**ACTIVITY 1**
Using the post on what consultants know, answer these:
(a) In which country did the author give the evening presentation to the consulting firm's alumni?
(b) What does the author compare most business problems to?
(c) According to the post, what do consultants usually have instead of answers?
**ACTIVITY 2**
From the post on what consultants know, reproduce everything from "What Do Consultants" down to "major consulting firm.", word for word.

**TEXT PROVIDED**
BEGIN
What Do Consultants Know?
post # 222 — October 24, 2006 — a Client Relations, Strategy post
During a recent speaking tour in Europe, I made a presentation one evening in Denmark to the alumni of a major consulting firm.
Among my messages was the fact that, as consultants, many of us give advice on things we were not trained in, and do not actually have ‘proof’ that what we advise is correct. We know less than people think we know. I used my (now) familiar metaphor that most business problems are like losing weight: things the client already knows that he or she should do, but just isn’t doing. As consultants, we don’t have any magic pills — we just help clients exercise more and eat less.
That doesn’t mean we’re faking it, or that we are useless. Just that we mustn’t get carried away with believing our own publicity. We like to think we have answers, but we often don’t. In fact we usually don’t. We have opinions. Sometimes, we have ways of thinking which help other people’s ways of thinking.
END
**STORED DATA**
BEGIN
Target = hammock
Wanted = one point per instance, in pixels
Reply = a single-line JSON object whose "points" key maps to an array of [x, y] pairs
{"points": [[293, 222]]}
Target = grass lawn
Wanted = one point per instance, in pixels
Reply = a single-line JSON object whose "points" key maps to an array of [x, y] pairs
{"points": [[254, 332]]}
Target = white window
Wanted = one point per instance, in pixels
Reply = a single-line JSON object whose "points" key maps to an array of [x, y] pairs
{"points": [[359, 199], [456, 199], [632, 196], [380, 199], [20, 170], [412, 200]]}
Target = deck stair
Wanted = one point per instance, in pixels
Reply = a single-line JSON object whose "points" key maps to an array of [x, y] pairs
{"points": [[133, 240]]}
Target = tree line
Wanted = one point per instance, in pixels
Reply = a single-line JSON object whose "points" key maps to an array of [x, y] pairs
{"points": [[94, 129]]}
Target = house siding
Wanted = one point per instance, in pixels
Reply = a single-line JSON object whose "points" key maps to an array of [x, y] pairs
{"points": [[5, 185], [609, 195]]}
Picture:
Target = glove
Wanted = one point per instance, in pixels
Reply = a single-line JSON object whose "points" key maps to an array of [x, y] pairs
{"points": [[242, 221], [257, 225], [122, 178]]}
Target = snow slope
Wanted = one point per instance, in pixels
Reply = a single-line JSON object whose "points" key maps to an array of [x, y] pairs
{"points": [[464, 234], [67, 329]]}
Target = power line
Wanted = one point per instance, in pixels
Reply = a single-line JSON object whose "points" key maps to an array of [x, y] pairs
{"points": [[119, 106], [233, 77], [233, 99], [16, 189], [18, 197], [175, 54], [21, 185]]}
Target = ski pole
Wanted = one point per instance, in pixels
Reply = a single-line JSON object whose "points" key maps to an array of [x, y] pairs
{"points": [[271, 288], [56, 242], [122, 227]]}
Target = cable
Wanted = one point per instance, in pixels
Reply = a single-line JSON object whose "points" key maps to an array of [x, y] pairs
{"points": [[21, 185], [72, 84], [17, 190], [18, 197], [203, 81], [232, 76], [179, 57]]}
END
**WRITTEN RESPONSE 1**
(a) Denmark
(b) Losing weight
(c) Opinions

**WRITTEN RESPONSE 2**
What Do Consultants Know?
post # 222 — October 24, 2006 — a Client Relations, Strategy post
During a recent speaking tour in Europe, I made a presentation one evening in Denmark to the alumni of a major consulting firm.